— START Quoted passage —
Reliable narrators are a rare breed, a fact that many of Dr. Watson’s readers will endorse with a knowing grumble.  That’s why we greet gladly the first-person voice who kicks off Anthony Horowitz’s Moriarty, (Amazon US | Amazon UK) by asking "Does anyone really believe what happened at the Reichenbach Falls?" Pinkerton's Frederick Chase is in Switzerland five days after the final struggle between Holmes and Moriarty. He begins his tale by modestly suggesting he may well fall short of Watson’s standards of accuracy and entertainment. Watson’s standards of accuracy? Now, wait a minute. That passing reference should be enough to put the cognoscenti immediately, and as it turns out, appropriately, on guard.

On the surface, Chase is following the trail of a planned alliance between Moriarty and a mysterious American criminal mastermind. But as you might suspect, there are wheels within wheels in this imaginative tale, and we soon find ourselves back in Baker Street, or at least around the corner from Baker Street. While Chase may seem out of his depth in what he describes as his first visit to Europe, Scotland Yard’s Athelney Jones is not, and we are soon rattling through the streets of 1891 London in pursuit of shadowy villains.  

Good Sherlockians may lament Holmes's absence from the scene.  Happily, the inspector from The Sign of the Four has learned a thing or two from his encounters with the great detective and is eager to demonstrate his new-found gifts. He reads much of the Pinkerton man's background and habits at a glance. Both Chase and the reader soon feel they are in good hands, and Chase begins to slip into a mode that might almost be called Watsonian.

Eager to pick up the trail of their opponent, Jones somewhat curiously lets Chase, a Bostonian working in New York, impersonate the recently-deceased Moriarty to make contact with the American gang. The critical reader may reasonably wonder about such small details.  As Chase suggests in his early dismantling of Watson’s account from "The Final Problem," these events may lend themselves to more sinister interpretations.
— END Quoted passage —
# Prompt
Duplicate the whole review of Moriarty, word for word. The lines that follow have no connection to the review of Moriarty.
— START Material supplied —
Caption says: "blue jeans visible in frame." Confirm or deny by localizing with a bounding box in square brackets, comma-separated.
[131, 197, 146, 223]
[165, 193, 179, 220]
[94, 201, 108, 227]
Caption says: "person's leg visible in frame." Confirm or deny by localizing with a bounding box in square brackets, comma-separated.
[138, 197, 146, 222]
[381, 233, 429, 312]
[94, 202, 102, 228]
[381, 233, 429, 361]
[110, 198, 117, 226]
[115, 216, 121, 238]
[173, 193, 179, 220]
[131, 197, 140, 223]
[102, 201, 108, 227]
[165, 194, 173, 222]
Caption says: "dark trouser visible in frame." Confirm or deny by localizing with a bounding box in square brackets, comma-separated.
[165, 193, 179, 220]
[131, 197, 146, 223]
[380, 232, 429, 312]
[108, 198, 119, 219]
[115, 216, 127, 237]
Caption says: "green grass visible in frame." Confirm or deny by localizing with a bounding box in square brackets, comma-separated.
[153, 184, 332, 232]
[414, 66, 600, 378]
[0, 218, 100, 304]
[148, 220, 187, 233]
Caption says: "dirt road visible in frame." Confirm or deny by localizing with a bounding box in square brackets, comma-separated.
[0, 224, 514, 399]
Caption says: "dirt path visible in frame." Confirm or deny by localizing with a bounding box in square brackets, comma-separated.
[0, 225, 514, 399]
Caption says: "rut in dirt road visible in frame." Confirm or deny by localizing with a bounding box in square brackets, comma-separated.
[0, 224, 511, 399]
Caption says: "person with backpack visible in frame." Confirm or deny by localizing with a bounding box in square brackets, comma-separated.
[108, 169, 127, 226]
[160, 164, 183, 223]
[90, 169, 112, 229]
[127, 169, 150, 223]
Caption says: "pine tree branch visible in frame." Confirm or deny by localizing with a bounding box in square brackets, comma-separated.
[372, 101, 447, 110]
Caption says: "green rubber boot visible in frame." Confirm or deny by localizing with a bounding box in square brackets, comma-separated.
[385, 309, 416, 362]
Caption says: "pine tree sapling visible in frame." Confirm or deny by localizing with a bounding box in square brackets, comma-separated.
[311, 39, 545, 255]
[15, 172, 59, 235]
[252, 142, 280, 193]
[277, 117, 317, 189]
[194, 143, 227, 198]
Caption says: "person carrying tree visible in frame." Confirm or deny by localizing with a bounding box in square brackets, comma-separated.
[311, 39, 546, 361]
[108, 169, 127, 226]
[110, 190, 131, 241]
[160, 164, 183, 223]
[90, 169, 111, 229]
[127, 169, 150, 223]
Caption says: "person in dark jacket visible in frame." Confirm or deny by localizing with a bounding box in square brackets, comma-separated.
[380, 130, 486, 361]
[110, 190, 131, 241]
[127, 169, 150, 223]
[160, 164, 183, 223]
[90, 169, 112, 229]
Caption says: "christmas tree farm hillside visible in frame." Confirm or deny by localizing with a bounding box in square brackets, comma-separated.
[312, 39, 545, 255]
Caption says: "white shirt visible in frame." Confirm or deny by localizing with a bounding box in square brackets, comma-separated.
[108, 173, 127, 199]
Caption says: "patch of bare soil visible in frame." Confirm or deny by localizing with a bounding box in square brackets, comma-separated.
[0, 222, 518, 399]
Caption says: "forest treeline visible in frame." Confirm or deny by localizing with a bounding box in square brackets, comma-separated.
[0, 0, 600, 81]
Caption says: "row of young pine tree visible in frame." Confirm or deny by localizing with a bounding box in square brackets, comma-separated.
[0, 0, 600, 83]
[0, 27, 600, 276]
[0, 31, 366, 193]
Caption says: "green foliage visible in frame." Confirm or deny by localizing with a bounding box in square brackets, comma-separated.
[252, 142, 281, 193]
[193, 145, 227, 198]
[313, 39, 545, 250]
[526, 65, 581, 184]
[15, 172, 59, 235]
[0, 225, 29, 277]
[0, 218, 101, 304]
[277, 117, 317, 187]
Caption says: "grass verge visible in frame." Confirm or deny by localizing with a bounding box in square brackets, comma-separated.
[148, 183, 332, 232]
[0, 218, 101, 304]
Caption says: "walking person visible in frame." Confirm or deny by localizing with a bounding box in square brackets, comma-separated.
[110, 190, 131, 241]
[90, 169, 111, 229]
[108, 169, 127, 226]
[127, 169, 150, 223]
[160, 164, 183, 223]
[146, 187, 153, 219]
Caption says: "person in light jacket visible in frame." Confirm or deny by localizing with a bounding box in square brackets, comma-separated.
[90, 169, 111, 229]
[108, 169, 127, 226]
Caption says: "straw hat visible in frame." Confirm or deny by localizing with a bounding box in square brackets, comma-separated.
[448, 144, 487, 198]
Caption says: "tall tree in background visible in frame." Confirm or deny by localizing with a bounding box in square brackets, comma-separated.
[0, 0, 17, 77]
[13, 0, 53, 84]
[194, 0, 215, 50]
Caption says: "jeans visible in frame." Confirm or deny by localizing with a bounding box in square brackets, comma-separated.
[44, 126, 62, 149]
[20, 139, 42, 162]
— END Material supplied —
# Answer to the problem
Reliable narrators are a rare breed, a fact that many of Dr. Watson’s readers will endorse with a knowing grumble.  That’s why we greet gladly the first-person voice who kicks off Anthony Horowitz’s Moriarty, (Amazon US | Amazon UK) by asking "Does anyone really believe what happened at the Reichenbach Falls?" Pinkerton's Frederick Chase is in Switzerland five days after the final struggle between Holmes and Moriarty. He begins his tale by modestly suggesting he may well fall short of Watson’s standards of accuracy and entertainment. Watson’s standards of accuracy? Now, wait a minute. That passing reference should be enough to put the cognoscenti immediately, and as it turns out, appropriately, on guard.

On the surface, Chase is following the trail of a planned alliance between Moriarty and a mysterious American criminal mastermind. But as you might suspect, there are wheels within wheels in this imaginative tale, and we soon find ourselves back in Baker Street, or at least around the corner from Baker Street. While Chase may seem out of his depth in what he describes as his first visit to Europe, Scotland Yard’s Athelney Jones is not, and we are soon rattling through the streets of 1891 London in pursuit of shadowy villains.  

Good Sherlockians may lament Holmes's absence from the scene.  Happily, the inspector from The Sign of the Four has learned a thing or two from his encounters with the great detective and is eager to demonstrate his new-found gifts. He reads much of the Pinkerton man's background and habits at a glance. Both Chase and the reader soon feel they are in good hands, and Chase begins to slip into a mode that might almost be called Watsonian.

Eager to pick up the trail of their opponent, Jones somewhat curiously lets Chase, a Bostonian working in New York, impersonate the recently-deceased Moriarty to make contact with the American gang. The critical reader may reasonably wonder about such small details.  As Chase suggests in his early dismantling of Watson’s account from "The Final Problem," these events may lend themselves to more sinister interpretations.